#### What this task involves:
Every line from the one with "Point out every instance of the orange notebook" through the end of the entries below should be written out exactly; the pictures should not.

[Source records]
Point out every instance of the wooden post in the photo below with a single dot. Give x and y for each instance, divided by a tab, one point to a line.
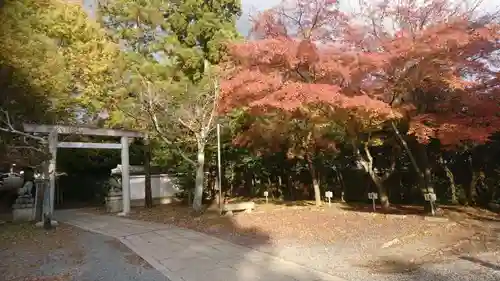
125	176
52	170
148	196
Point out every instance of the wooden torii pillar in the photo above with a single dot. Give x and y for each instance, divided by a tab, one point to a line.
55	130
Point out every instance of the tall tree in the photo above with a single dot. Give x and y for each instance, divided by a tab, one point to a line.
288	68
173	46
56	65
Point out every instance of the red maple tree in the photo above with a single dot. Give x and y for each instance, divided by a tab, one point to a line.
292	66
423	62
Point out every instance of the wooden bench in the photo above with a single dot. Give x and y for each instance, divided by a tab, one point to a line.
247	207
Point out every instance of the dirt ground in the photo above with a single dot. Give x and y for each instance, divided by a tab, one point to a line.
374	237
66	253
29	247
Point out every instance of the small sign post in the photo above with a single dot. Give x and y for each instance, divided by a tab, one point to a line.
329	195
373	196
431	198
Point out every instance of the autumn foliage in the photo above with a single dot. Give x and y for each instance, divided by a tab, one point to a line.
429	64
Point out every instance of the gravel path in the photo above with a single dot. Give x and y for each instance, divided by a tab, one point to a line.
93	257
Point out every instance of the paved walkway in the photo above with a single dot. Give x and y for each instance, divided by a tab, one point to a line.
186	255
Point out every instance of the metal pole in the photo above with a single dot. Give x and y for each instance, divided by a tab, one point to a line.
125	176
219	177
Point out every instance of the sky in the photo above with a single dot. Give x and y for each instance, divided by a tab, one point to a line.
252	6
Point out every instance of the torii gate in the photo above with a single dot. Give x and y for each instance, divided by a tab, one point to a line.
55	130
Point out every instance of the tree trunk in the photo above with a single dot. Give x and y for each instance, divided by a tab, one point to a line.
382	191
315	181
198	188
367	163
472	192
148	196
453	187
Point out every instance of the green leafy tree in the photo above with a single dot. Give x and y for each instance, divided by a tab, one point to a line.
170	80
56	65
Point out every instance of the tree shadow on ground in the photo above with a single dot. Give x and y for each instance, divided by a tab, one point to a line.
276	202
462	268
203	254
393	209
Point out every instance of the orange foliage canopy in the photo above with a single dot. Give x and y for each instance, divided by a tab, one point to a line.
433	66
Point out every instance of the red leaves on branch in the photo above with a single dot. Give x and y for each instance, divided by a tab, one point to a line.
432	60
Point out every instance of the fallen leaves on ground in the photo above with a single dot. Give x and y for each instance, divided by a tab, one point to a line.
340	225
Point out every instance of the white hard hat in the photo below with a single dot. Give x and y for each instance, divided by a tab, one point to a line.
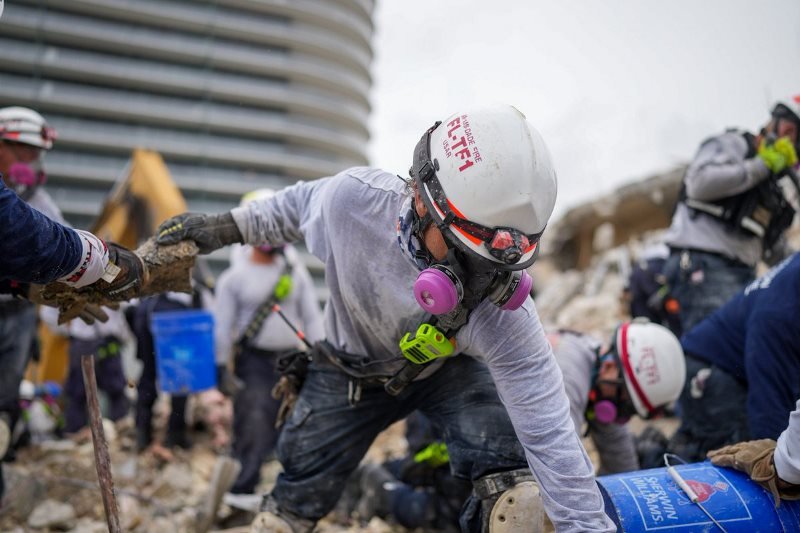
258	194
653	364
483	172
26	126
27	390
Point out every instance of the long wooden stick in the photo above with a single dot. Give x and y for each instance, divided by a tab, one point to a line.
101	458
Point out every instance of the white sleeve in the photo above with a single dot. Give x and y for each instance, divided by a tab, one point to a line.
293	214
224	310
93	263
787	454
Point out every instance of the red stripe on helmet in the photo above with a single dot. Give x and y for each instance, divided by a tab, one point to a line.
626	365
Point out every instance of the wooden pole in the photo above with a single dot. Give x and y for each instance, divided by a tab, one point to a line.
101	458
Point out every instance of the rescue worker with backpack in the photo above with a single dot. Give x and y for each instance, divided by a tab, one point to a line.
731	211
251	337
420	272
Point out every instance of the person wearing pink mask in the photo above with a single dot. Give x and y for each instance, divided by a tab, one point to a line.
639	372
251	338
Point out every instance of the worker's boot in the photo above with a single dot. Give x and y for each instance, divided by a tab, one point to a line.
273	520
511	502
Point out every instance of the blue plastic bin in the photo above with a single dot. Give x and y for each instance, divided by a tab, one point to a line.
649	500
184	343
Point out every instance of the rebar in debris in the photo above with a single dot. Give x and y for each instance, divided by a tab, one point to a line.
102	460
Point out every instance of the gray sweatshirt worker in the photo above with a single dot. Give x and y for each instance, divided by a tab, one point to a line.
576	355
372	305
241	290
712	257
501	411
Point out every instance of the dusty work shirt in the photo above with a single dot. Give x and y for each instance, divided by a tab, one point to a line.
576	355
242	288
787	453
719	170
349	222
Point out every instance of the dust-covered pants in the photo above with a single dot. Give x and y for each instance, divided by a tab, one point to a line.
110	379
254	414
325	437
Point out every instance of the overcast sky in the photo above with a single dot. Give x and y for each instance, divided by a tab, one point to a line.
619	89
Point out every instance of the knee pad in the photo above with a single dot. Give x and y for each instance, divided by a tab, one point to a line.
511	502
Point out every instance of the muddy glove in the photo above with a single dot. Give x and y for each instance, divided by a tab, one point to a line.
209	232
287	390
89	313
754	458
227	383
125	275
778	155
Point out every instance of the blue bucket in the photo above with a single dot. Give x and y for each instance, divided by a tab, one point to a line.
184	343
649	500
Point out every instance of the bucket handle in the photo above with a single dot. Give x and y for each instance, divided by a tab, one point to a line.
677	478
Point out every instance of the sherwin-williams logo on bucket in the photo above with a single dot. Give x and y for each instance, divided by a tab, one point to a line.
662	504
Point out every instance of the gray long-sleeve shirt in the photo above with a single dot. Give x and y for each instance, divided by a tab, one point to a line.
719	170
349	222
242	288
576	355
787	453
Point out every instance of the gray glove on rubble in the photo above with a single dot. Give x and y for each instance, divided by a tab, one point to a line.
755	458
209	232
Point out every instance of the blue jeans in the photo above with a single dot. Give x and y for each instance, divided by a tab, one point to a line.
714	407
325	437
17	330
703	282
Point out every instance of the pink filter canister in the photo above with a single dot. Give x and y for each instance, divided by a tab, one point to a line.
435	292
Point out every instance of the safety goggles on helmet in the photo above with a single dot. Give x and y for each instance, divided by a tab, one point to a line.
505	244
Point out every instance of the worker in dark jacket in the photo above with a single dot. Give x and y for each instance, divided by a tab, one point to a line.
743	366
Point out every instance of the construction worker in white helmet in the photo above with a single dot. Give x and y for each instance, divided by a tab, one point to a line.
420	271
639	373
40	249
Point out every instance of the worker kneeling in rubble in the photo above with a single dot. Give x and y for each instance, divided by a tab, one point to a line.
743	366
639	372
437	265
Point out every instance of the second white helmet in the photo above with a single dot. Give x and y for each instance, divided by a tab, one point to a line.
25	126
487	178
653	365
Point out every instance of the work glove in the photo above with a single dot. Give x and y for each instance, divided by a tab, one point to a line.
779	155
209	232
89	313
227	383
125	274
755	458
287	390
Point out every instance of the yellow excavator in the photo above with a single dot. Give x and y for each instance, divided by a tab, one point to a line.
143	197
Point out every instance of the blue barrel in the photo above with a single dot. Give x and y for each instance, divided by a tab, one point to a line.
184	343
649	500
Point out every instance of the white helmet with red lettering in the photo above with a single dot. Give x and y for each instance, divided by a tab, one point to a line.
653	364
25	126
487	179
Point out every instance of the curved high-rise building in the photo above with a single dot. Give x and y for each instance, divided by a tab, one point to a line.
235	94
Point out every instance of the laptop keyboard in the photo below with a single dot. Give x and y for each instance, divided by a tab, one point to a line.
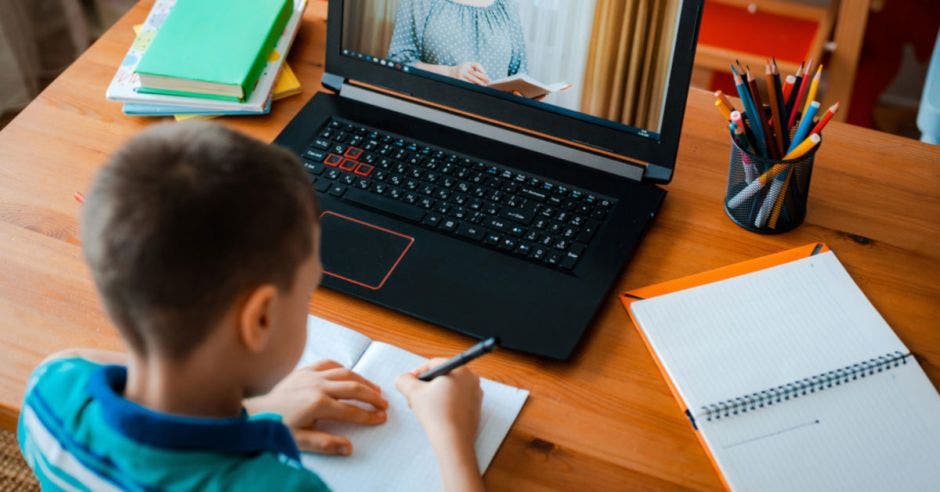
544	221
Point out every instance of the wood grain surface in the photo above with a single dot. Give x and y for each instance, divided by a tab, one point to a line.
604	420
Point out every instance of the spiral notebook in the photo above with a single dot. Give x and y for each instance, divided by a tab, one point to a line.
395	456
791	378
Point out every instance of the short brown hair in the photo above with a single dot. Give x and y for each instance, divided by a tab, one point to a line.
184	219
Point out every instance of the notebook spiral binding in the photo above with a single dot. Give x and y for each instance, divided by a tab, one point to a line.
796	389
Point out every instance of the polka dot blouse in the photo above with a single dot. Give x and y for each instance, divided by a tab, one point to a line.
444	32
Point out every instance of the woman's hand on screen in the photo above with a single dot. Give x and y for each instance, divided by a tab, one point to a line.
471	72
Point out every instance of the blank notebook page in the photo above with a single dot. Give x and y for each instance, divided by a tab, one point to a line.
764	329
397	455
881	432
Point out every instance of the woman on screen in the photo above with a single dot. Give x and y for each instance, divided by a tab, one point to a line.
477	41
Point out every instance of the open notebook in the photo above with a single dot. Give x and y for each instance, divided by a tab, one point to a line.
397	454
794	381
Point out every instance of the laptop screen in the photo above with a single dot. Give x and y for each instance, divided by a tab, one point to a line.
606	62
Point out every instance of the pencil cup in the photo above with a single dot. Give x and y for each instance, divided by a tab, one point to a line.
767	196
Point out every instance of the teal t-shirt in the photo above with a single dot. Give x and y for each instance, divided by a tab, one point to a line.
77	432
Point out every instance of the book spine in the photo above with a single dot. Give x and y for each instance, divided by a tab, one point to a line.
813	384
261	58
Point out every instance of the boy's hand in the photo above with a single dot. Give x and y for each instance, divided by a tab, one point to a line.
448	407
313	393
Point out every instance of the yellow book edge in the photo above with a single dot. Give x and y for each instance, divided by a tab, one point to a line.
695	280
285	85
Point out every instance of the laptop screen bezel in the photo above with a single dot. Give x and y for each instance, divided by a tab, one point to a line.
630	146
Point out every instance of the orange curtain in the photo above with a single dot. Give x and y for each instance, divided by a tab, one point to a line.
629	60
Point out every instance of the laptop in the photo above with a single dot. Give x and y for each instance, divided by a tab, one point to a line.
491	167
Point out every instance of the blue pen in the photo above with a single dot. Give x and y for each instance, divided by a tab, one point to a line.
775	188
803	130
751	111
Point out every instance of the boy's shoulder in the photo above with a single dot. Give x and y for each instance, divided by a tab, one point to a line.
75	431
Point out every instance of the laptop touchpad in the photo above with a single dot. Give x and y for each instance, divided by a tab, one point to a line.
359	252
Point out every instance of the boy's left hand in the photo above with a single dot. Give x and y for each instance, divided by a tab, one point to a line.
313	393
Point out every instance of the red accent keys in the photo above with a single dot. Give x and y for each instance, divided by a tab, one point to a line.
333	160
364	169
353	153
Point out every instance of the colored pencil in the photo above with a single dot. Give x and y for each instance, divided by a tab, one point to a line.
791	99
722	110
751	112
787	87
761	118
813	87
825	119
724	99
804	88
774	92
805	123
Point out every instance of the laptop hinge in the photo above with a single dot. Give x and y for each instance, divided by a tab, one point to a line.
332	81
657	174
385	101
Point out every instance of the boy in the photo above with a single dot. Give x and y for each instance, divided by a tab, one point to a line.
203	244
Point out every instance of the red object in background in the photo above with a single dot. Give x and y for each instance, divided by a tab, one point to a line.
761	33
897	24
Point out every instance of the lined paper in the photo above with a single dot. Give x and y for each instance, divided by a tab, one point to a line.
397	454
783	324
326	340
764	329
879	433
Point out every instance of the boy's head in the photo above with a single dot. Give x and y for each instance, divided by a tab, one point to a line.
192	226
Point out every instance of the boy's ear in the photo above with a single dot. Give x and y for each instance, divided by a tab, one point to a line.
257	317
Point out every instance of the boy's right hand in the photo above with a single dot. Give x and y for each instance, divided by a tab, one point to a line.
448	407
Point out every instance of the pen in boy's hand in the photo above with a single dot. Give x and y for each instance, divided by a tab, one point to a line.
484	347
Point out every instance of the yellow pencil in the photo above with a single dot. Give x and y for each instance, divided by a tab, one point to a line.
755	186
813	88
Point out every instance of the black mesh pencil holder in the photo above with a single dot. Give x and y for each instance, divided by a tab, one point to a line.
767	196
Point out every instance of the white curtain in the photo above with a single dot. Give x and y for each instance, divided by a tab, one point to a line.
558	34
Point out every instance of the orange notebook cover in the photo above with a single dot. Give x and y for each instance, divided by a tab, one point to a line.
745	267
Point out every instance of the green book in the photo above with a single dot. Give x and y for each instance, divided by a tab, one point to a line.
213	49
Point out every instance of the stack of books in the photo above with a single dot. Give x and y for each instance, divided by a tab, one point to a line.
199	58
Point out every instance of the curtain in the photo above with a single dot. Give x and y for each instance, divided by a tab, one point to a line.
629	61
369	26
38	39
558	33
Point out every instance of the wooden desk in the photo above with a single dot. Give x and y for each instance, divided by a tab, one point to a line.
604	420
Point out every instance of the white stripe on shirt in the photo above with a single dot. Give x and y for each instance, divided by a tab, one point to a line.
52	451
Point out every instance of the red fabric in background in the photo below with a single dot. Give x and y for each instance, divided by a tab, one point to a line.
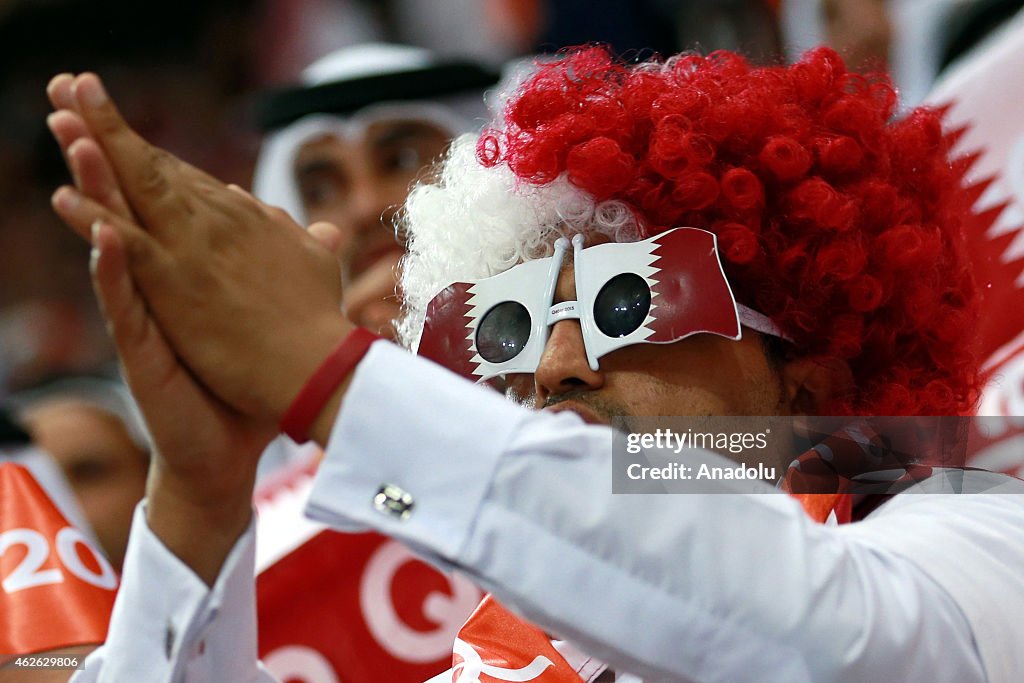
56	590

#### Solution below:
Point out every instance of the orange notebook cover in the photo above with a single dot. Give x and y for each instance, divided by a tab, one point to a line.
745	267
Point out every instance of the green book in the photo above with a single dot. Give x and y for each instance, divided by a tab, one point to a line.
213	49
Point out every instance of the stack of books in the photo above with a single dot. Give x and y for each instance, divided by a tab, one point to a line.
199	58
Point out every instance of the curtain in the photo above with a single dot. Give x and y for each instance, divided by a tab, one point to a line.
629	61
369	26
38	39
558	33
Point out every instance of the wooden desk in the photo above with a single dot. Give x and y for each instance, divided by a tab, one point to a line.
604	420
Point out every instance of the white stripe on shirt in the photo above with a single dot. Give x and y for each instance, divided by a tab, one point to a line.
52	451
Point out every instance of the red fabric in background in the photo below with a single dot. Give x and y for each instance, divided by a tab, one point to a line.
56	590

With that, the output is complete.